Consigne 1:
Répondez aux questions suivantes à partir de l'extrait sur le syncrétisme religieux au Burkina Faso :
(a) Quel jour de la semaine les mosquées sont-elles archi-combles ?
(b) De quel diocèse relève l'abbé Cyriaque Hien ?
(c) Sur quelle province porte la thèse de doctorat de Katrin Langewiesche ?
Consigne 2: Rédigez la suite de l'extrait sur le syncrétisme religieux au Burkina Faso, en partant de sa dernière phrase.

Au Burkina Faso, le dimanche les temples et églises sont bondés, tout comme les vendredis les mosquées sont archi-combles. Cependant, les pratiques quotidiennes de ces différents fidèles sont empreintes de celles des religions traditionnelles. S’il est vrai que certaines de ces pratiques sont connues et acceptées par les différents religieux, d’autres par contre ne le sont pas et répondent parfois aux obligations des rites et coutumes ou des convictions personnelles même si elles sont défendues par ces trois religions.
Sous nos cieux, la fusion de différents cultes ou de doctrines religieuses est monnaie courante. Au cours des cérémonies qui rythment notre vie, c’est-à-dire les naissances, les fiançailles, les mariages et décès, il y a des tentatives de conciliation des différentes croyances en une nouvelle qui en ferait la synthèse. Cette pratique appelée syncrétisme religieux a plusieurs facettes. Il y a, d’une part, l’interaction entre les religions importées et, d’autre part, celles entre religions importées et religions traditionnelles. A ce sujet, l’abbé Cyriaque Hien du diocèse de Diébougou explique : «Cela est fait pour perpétuer les bonnes pratiques ancestrales que nous avons au Burkina Faso, et constitue une manière de filtrer les pratiques non compatibles avec le catholicisme». A titre illustratif, on peut citer un cas de fiançailles traditionnelles qui ont eu lieu dans un village de Kokologho nommé Golouré, où le catéchiste du village était présent à tous les niveaux rituels. A la question de savoir pourquoi cette présence d’un œil de l’Eglise catholique à cette cérémonie qui se veut purement traditionnelle, il a été répondu que cela est de coutume dans ce village et découle d’un arrangement entre les chefs coutumiers et les religieux. Un second cas présenté par Katrin Langewiesche, dans sa thèse de doctorat sur le syncrétisme religieux dans la province du Yatenga, indique que chaque communauté détermine ses frontières en fonction de ses rapports avec la religion traditionnelle et du contact avec les autres religions. Les discours sur le syncrétisme ou sur l'orthodoxie religieuse établissent en effet des frontières entre ces institutions dont l’objectif est de préserver leur autorité. Mais divers témoignages montrent que dans la vie quotidienne, les individus franchissent ces frontières sans remettre en cause la pérennité et l'autorité des institutions elles-mêmes. C’est le cas des consultations que certains chrétiens ou musulmans reconnaissent faire en cas de désespoir lié soit à des maladies ou à des évènements qui dépassent leur entendement.

Matériel fourni:

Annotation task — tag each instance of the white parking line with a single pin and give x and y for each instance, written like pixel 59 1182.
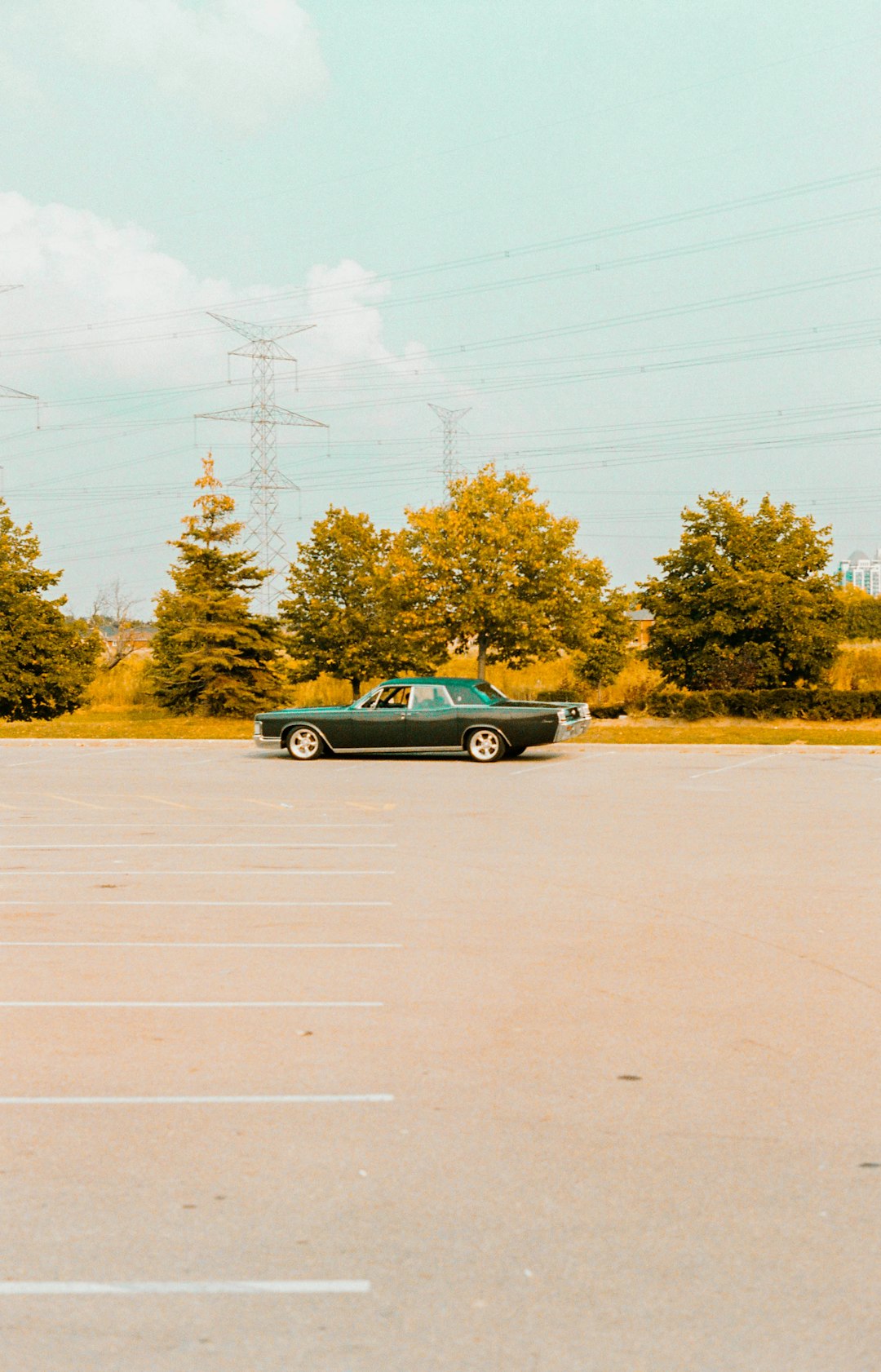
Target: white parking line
pixel 191 1005
pixel 237 905
pixel 209 871
pixel 176 825
pixel 273 844
pixel 748 762
pixel 198 1100
pixel 177 943
pixel 334 1287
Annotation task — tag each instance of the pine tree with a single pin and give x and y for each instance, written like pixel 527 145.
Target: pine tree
pixel 211 655
pixel 46 660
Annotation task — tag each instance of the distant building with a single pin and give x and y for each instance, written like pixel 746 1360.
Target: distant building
pixel 862 571
pixel 641 622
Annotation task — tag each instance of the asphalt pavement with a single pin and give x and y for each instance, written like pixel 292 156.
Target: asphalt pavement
pixel 567 1064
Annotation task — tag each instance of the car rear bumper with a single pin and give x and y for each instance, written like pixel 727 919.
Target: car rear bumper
pixel 569 728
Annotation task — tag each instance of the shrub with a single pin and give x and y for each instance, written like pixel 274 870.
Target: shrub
pixel 777 703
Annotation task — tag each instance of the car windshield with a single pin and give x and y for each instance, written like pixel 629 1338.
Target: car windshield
pixel 365 701
pixel 489 693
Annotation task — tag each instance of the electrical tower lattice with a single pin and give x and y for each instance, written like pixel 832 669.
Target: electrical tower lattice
pixel 263 479
pixel 6 392
pixel 449 428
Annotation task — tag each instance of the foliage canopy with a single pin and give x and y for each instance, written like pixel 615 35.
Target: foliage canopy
pixel 356 605
pixel 46 660
pixel 501 571
pixel 862 613
pixel 744 600
pixel 211 655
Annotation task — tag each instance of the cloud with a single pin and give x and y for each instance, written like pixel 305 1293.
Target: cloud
pixel 237 62
pixel 82 272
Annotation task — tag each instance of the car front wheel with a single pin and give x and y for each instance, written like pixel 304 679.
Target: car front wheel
pixel 485 746
pixel 303 744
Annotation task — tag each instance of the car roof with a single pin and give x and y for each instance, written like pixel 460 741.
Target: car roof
pixel 432 681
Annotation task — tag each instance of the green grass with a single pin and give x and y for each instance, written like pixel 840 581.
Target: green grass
pixel 150 722
pixel 144 722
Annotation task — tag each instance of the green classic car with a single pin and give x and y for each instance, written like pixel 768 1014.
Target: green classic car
pixel 423 715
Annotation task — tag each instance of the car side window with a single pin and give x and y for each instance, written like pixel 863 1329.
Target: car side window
pixel 464 696
pixel 430 697
pixel 392 697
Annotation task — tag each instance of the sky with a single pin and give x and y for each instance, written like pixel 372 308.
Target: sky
pixel 635 239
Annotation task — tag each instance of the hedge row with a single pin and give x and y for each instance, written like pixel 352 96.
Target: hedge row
pixel 784 703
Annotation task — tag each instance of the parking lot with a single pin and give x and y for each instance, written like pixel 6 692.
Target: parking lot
pixel 387 1065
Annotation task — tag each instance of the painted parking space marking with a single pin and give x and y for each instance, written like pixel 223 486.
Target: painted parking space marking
pixel 188 824
pixel 177 943
pixel 273 844
pixel 209 871
pixel 372 1100
pixel 330 1287
pixel 237 905
pixel 191 1005
pixel 746 762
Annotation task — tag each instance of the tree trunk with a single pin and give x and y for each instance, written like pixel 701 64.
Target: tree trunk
pixel 480 656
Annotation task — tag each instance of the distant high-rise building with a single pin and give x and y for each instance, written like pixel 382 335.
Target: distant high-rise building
pixel 862 571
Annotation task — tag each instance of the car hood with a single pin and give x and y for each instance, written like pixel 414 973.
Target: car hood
pixel 302 710
pixel 539 704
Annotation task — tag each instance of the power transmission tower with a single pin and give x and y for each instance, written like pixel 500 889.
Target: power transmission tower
pixel 263 478
pixel 6 392
pixel 449 428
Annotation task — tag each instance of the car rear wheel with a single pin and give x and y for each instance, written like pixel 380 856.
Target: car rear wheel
pixel 303 744
pixel 485 746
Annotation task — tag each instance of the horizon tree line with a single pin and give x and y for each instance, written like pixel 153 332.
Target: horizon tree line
pixel 744 601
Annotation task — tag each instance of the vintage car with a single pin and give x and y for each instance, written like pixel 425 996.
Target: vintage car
pixel 423 715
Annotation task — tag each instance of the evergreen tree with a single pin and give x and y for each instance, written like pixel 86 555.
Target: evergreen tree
pixel 356 607
pixel 744 601
pixel 211 655
pixel 46 660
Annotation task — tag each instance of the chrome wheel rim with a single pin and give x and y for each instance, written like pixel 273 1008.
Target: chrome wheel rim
pixel 303 744
pixel 485 746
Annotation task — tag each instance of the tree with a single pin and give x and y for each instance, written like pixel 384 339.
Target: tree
pixel 46 659
pixel 862 613
pixel 113 611
pixel 600 657
pixel 211 655
pixel 354 608
pixel 501 571
pixel 744 600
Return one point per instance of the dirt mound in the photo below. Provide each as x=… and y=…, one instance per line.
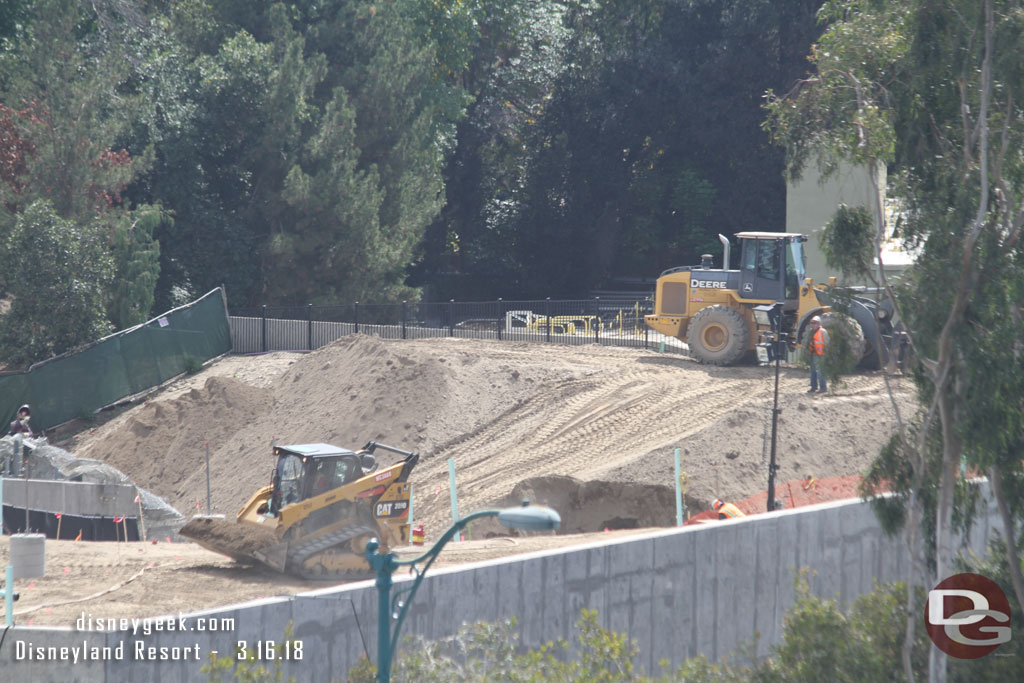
x=505, y=413
x=596, y=506
x=228, y=538
x=162, y=442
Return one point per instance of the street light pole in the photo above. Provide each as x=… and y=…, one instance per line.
x=772, y=315
x=524, y=517
x=772, y=467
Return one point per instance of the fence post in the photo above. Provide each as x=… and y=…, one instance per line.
x=547, y=316
x=264, y=328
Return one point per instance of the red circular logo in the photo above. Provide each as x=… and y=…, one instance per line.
x=968, y=615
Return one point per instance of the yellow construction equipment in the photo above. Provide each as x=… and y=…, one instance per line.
x=712, y=309
x=314, y=518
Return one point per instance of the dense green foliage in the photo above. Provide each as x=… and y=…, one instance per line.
x=348, y=150
x=932, y=89
x=57, y=269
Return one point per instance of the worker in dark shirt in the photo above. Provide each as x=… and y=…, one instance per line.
x=20, y=425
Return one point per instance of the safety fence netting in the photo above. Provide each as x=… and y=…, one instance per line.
x=125, y=364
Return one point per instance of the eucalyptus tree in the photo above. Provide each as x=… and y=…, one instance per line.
x=932, y=89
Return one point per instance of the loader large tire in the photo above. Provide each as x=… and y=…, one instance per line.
x=718, y=336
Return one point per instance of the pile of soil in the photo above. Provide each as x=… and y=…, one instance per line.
x=505, y=413
x=239, y=541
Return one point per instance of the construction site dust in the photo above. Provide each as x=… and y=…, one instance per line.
x=596, y=506
x=240, y=542
x=590, y=430
x=505, y=413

Réponse attendue 1:
(a) Le vendredi.
(b) Du diocèse de Diébougou.
(c) Sur la province du Yatenga.

Réponse attendue 2:
L'analyse des rites funéraires et des attitudes des différents personnages qui y participent dans la province du Yatenga, selon ladite étude, fait apparaître une nette différence entre les dignitaires de l'organisation sociale traditionnelle et les simples fidèles qui n'occupent pas de rôle particulier dans les cultes locaux. Les notables mossis de la localité, qu'il s'agisse d'hommes ou de femmes, peuvent alterner entre une religion universaliste et le culte des ancêtres ou parfois retourner définitivement à la religion traditionnelle.
Selon le rapport d’étude de l’international Crisis groupe international sur l’Afrique publié en 2016, « les questions liées à la religion sont entourées de tabous au Burkina. La coexistence pacifique repose sur le pluralisme religieux et le caractère secondaire, généralement, est peu marqué de l’identité confessionnelle ».Ce rapport indique que le syncrétisme est un avantage pour la stabilité du pays, mais estime que depuis les attentats de 2015, les musulmans sont un peu pointés du doigt. Alors, les auteurs de l’étude trouvent que des mesures doivent être prises pour atténuer les frustrations, afin de garantir la pérennité du modèle de coexistence pacifique qui est une grande richesse pour ce pays.